### Given task
Count the lines in the records below that contain the string "arch" with matching case, and reply with that number alone.

### Record set
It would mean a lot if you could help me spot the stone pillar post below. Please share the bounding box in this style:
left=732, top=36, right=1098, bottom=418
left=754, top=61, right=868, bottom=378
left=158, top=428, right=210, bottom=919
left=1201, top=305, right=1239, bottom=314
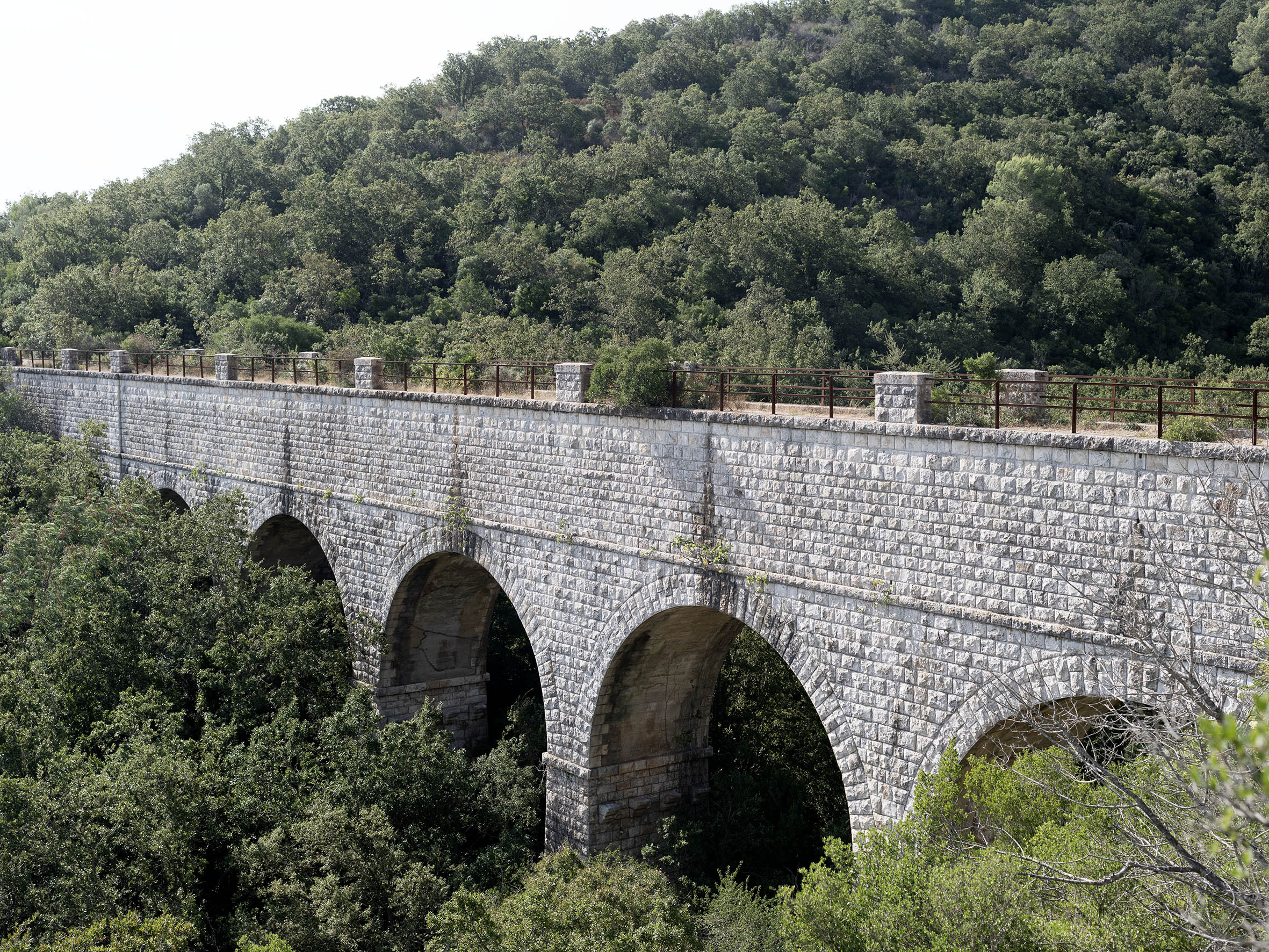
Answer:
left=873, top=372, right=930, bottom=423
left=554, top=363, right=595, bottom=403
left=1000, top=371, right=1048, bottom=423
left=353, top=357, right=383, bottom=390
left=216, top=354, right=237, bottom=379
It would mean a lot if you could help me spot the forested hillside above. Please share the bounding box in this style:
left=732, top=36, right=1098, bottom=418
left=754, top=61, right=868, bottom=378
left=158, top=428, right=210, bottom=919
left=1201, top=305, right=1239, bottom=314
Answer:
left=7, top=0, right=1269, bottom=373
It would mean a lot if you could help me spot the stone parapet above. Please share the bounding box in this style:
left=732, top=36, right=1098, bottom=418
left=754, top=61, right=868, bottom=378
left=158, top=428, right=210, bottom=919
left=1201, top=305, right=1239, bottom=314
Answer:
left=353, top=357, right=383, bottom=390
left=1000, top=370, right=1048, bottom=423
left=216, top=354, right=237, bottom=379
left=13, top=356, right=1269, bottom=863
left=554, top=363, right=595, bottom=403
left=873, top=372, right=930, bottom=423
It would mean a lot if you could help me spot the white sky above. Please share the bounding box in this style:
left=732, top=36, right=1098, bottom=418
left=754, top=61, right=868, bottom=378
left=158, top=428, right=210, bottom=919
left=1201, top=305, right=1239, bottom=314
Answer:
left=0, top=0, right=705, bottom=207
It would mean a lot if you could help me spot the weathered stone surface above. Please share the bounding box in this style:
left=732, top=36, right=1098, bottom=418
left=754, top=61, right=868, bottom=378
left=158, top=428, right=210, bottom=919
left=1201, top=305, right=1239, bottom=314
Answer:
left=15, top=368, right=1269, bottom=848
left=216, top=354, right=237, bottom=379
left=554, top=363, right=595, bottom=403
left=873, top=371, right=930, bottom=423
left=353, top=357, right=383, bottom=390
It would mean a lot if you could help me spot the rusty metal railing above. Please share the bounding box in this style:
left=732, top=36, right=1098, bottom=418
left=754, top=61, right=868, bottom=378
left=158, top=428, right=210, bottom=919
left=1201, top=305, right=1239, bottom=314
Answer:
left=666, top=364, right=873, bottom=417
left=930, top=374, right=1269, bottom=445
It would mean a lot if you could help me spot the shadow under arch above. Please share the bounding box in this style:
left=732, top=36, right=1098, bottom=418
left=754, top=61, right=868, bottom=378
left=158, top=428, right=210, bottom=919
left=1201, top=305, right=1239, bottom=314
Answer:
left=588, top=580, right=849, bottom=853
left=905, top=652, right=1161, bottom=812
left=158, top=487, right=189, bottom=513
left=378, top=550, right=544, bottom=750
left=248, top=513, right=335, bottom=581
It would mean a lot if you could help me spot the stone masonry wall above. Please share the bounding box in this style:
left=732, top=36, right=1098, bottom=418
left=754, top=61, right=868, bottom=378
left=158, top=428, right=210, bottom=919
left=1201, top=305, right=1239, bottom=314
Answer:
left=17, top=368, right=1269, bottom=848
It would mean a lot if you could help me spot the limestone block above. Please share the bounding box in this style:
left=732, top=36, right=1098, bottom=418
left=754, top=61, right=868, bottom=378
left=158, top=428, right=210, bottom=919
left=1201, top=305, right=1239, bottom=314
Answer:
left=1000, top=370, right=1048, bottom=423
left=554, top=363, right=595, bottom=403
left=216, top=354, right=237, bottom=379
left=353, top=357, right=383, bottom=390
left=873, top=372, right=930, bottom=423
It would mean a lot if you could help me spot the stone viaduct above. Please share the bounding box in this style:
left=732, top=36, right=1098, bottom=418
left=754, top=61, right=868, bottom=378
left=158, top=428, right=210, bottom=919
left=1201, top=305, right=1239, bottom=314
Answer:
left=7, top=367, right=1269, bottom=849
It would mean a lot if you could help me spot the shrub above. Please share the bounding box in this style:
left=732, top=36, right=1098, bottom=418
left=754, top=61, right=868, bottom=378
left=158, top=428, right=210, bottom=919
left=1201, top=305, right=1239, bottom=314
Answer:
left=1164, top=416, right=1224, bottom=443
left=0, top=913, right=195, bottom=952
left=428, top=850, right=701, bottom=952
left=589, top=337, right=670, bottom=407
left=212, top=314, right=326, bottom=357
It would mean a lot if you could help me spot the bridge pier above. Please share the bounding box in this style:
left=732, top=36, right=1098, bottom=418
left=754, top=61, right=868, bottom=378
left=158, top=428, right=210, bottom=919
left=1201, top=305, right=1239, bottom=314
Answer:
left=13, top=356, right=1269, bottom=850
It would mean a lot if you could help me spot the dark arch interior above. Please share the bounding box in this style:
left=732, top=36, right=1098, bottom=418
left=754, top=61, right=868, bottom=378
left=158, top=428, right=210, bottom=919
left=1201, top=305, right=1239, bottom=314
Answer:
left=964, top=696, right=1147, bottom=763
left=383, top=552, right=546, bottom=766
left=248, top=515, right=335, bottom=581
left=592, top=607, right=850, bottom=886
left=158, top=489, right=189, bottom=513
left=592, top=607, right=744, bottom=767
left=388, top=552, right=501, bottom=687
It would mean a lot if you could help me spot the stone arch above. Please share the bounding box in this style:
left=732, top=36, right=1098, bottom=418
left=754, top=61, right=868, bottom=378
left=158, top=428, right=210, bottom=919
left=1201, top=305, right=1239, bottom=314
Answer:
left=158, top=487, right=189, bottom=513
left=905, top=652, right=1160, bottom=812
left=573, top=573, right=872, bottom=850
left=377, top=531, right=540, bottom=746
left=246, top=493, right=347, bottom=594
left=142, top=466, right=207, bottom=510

### Result of this exercise
3